→ What to produce
Set down each line of the material that follows exactly, and leave its pictures out.
···
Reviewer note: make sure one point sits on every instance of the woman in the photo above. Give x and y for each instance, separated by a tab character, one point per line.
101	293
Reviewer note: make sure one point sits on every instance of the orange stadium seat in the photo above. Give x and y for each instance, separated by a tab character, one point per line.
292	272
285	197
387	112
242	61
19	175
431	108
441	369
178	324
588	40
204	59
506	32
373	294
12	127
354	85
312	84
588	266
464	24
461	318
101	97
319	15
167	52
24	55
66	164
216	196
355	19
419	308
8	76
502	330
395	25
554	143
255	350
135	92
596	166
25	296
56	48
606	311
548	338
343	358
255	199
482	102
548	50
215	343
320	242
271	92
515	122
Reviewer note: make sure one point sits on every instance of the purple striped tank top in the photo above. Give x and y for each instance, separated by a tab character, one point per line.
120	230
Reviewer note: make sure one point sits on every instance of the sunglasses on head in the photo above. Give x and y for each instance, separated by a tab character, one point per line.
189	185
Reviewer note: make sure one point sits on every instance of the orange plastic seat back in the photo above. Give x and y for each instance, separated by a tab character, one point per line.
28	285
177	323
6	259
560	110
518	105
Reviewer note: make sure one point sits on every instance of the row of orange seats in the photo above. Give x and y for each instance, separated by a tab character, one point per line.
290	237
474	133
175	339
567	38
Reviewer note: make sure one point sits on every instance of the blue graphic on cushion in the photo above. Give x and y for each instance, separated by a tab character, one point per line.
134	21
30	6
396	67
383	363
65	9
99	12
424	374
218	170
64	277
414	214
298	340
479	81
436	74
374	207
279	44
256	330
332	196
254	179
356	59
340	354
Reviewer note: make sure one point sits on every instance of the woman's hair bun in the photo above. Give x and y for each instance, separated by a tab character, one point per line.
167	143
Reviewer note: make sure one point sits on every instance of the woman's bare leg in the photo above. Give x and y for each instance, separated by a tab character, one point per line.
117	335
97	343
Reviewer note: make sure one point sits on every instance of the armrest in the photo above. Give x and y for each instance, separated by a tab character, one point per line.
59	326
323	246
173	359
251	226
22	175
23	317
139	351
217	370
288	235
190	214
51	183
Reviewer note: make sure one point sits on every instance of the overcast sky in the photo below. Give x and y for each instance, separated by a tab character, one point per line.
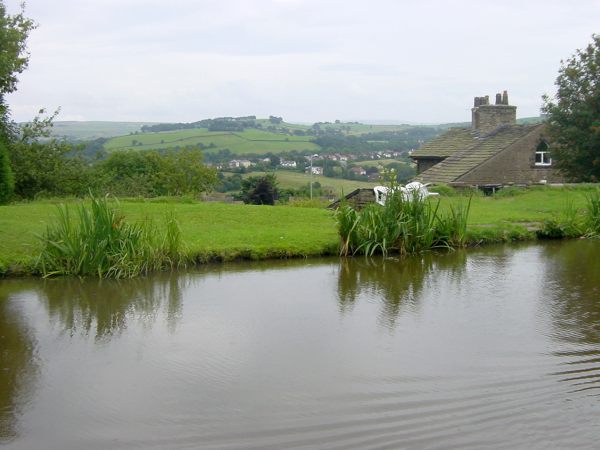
306	60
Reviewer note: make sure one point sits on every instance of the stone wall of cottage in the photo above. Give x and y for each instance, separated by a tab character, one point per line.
514	165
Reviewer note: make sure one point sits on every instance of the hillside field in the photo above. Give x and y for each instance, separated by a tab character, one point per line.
250	140
295	180
72	130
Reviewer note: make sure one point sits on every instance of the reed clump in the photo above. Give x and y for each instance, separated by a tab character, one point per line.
404	225
593	213
99	242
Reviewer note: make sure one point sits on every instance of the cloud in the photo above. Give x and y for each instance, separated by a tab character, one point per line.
306	60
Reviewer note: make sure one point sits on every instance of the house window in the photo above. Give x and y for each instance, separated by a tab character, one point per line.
542	155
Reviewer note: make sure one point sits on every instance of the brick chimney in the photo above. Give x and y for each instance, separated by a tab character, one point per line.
487	118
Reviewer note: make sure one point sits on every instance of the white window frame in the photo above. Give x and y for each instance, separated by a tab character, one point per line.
543	155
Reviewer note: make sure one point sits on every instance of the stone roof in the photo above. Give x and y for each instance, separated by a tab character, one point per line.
447	144
463	151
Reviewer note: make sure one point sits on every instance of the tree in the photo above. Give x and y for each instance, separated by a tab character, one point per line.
14	31
49	169
260	190
573	115
7	181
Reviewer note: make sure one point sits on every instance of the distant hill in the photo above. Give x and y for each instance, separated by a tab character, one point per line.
88	130
241	142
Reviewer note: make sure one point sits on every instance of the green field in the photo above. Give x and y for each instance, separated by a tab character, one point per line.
93	130
210	230
228	231
295	180
248	141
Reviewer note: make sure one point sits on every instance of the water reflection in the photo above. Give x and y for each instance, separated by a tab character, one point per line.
397	283
573	296
573	288
102	308
18	366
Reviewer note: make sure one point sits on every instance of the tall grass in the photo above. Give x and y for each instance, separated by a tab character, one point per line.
593	213
99	242
402	225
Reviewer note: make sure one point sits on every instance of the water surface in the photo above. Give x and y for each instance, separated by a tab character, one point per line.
492	348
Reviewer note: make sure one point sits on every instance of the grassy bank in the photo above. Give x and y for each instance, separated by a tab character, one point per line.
216	231
210	231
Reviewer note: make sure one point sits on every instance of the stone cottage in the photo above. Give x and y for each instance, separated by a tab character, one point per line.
494	151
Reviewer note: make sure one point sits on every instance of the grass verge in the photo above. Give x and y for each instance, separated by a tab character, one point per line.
224	232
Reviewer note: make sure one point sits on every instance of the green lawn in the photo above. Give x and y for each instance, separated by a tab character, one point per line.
229	231
210	230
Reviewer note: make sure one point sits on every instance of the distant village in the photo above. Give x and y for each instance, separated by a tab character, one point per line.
315	163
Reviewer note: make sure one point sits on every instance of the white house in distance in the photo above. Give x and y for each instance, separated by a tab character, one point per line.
239	163
288	164
315	170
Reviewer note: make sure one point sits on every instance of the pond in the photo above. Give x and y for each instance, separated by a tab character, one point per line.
496	347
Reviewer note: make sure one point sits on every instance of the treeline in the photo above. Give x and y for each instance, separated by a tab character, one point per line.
57	169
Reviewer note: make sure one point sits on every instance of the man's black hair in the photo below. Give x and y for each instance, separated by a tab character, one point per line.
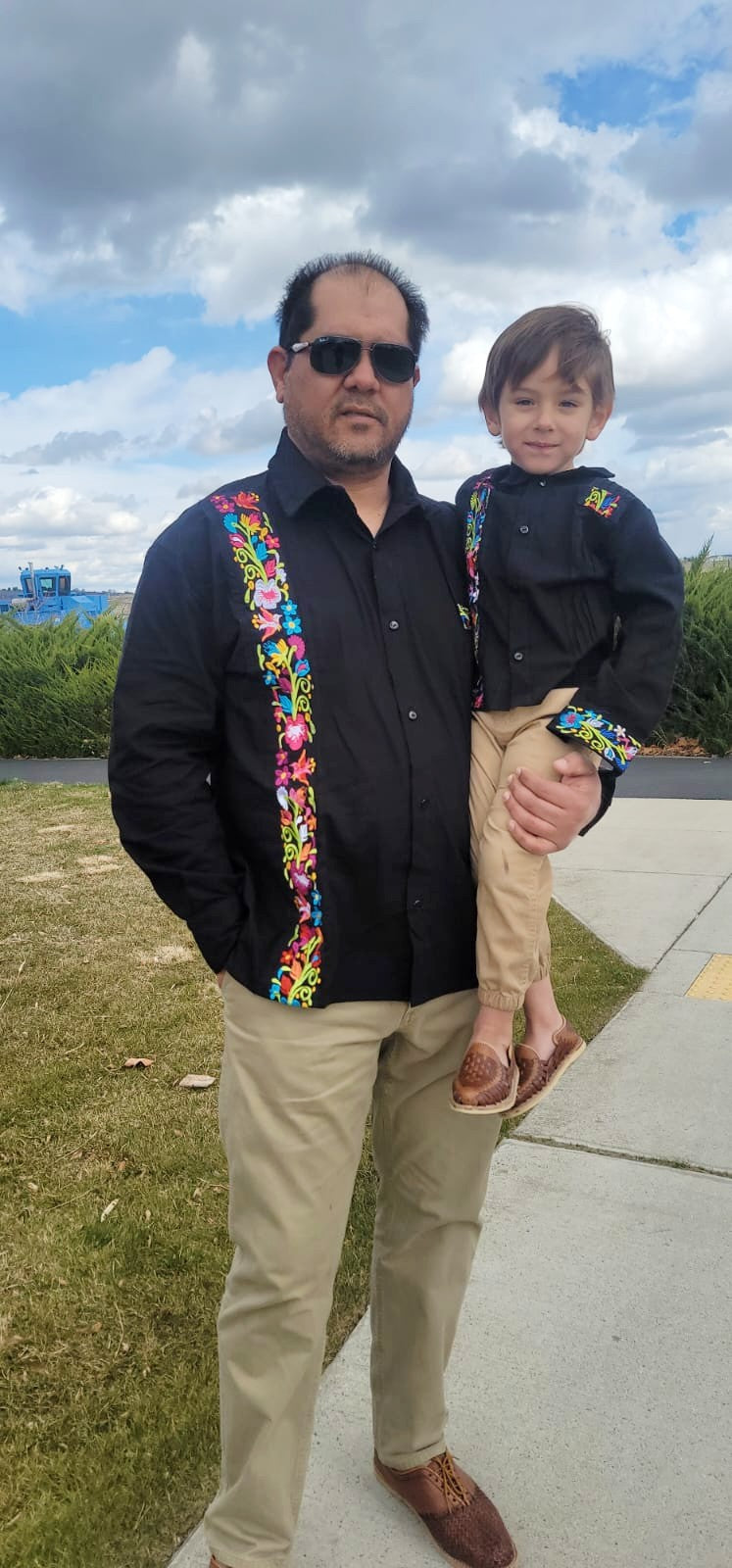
295	313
···
→ Your response
Reviewer note: make sure one point sits on every instance of the woman in the photo above. Give x and y for each instance, separated by a tab character, one point per line.
101	293
Reviewer note: make sure one point sits on every instance of the orange stadium seat in the photo above. Give x and y for each instance, separated by a tab character, one point per line.
292	272
285	197
387	112
242	61
19	175
431	108
441	369
178	324
588	40
204	59
506	32
373	294
12	127
354	85
312	84
588	266
464	24
461	318
101	97
319	15
167	52
24	55
66	164
216	196
355	19
419	308
8	76
502	330
395	25
554	143
255	350
135	92
596	166
25	296
56	48
606	311
548	338
343	358
255	199
482	102
548	50
215	343
320	242
271	92
515	122
Reviewer note: make sure one point sits on every instance of the purple striped tank top in the photo above. Give x and y for each instance, separated by a tab character, one point per line.
120	230
Reviewer note: make sure one point sits on every instance of the sunglasses on head in the photo above. Give x and y for each instance, separated by a tab character, one point per line.
189	185
Reviewer note: make sure one point sits on every instance of the orange plastic seat back in the photo above. Give x and y for each instance, separated by a tab character, one point per line.
28	285
177	323
6	259
560	110
518	105
Reviewer note: make sure one point sits on every instance of the row of orange seats in the photo above. Give x and y for each instance, separated by a tab character, one point per line.
290	237
474	133
175	339
567	38
Reviewer note: make sure one point sits on every instance of the blue graphic on cushion in the photo above. Give x and y for each instance, separated by a tab character, one point per line.
134	21
30	6
396	67
383	363
65	9
99	12
424	374
218	170
64	277
414	214
298	340
479	81
436	74
374	207
279	44
256	330
332	196
254	179
356	59
340	354
Reviewer note: make sure one point sits on every instance of the woman's hair bun in the photo above. Give x and y for each instance, separated by a tab character, one point per line.
167	143
Reviewer note: make sure one point sits on every instance of the woman's bare leg in the photo above. Give x and y for each instance, separated by a tab character, one point per line.
117	335
97	343
Reviewer note: make sure one point sits on every instance of the armrest in the photo above. Give x and y for each instance, separated by a tab character, one point per line.
59	326
323	246
173	359
251	226
22	175
23	317
139	351
217	370
288	235
190	214
51	183
Reviewer note: make sure one point sits on every instance of the overcast sky in the photo below. Give x and y for each instance, separated by a tab character, one point per line.
306	60
Reviewer note: make sure one point sits on every instance of the stone wall of cottage in the photo above. Give x and y for each instance, separated by a tab character, one point per line.
514	165
Reviewer note: make sure one point sits on every instance of the hillside field in the photo above. Give x and y for each instance, separated by a tab character, one point per line.
250	140
295	180
72	130
Reviewer note: make sure one point sits on every instance of the reed clump in the photo above. Give x and y for each instance, separated by a tab character, one point per line.
404	225
593	213
99	242
Reviewer note: make sure one point sits on every instance of the cloud in the photo above. Give x and y for each instance, separated by a tab character, one point per line.
306	60
Reviewer note: make sure one point sits on every instance of the house window in the photo above. Give x and y for each instance, separated by a tab character, one point per line.
542	155
Reviewer note: make sure one point sits on every instance of the brick chimney in the photo above. Give x and y for each instance, separated by a tab character, one point per line.
487	118
Reviewer note: make sure one point sits on every instance of the white window frame in the photo above. Give x and y for each instance, separated by a tab character, one point per line.
543	155
Reviewer note: make sure one point sits on every instance of the stone roof in the photo above. Give x and y for each instance, separated by a tab character, one point per line.
447	144
463	151
Reviewer note: make sure one point sits on every instance of the tree in the photo above. Give x and y for each instance, separated by a tab character, one point per line.
14	31
49	169
260	190
573	115
7	181
Reviewer note: make sure one point sits on every instance of the distant hill in the photo above. Give x and y for each instance, separated by a tab character, one point per line.
88	130
241	142
Reviewer note: make sure one point sits on every instance of the green field in the photo above. Give x and y for each instance, separated by a tab character, one point per line.
93	130
210	230
228	231
295	180
248	141
Reviewer note: make sure one point sits on every instance of the water reflection in the photo above. Give x and y for each instance, separated by a tab character, one point per line.
397	283
573	296
573	288
102	308
18	366
Reviewer note: make sure one point sits on every instance of the tall grass in the photo above. Give x and y for each instance, separated by a tab character, one point per line.
593	213
99	242
402	225
Reviewer note: make sure one point sits on every instance of the water surface in the photo above. Give x and y for each instance, separated by a tab character, one point per line.
492	348
Reviewer note: make sure one point sits on every instance of the grassy bank in the photo above. Give x and y for each instance, separated by a tab character, one point per line.
216	231
210	231
Reviewer note: make sure one point sits on every instance of the stone cottage in the photo above. Give x and y for each instance, separated by a tab character, one point per line.
494	151
Reviewer note: make sure one point sits on every instance of the grass verge in the photo above. Give x and y for each instance, separated by a tab character, one point per line.
224	232
Reviewer note: make sure one point sits on every instance of the green lawn in the photo above. Give x and y for each instance, separated by a tab character, one point per line.
229	231
210	230
Reviewer note: make sure one point sits on every instance of the distant village in the photo above. Give x and y for each instance, separated by a tab character, one point per line.
315	163
Reviewer note: make sure one point sits on every instance of the white house in distance in the photo above. Give x and y for each instance, separated by a tab character, one point per line.
239	163
288	164
315	170
Reviewer note: make sure one point sits on every instance of the pond in the photo above. Give x and y for each instance, separated by a tab character, one point per line.
496	347
Reviewer note: make sure one point sits on every instance of the treeline in the photo above. Give x and y for each instance, separated by a tab character, one point per line.
57	169
Reviewer note: make sure one point sits on every instance of the man's black hair in the photo below. Give x and y for each instance, separated by a tab character, one point per line.
295	313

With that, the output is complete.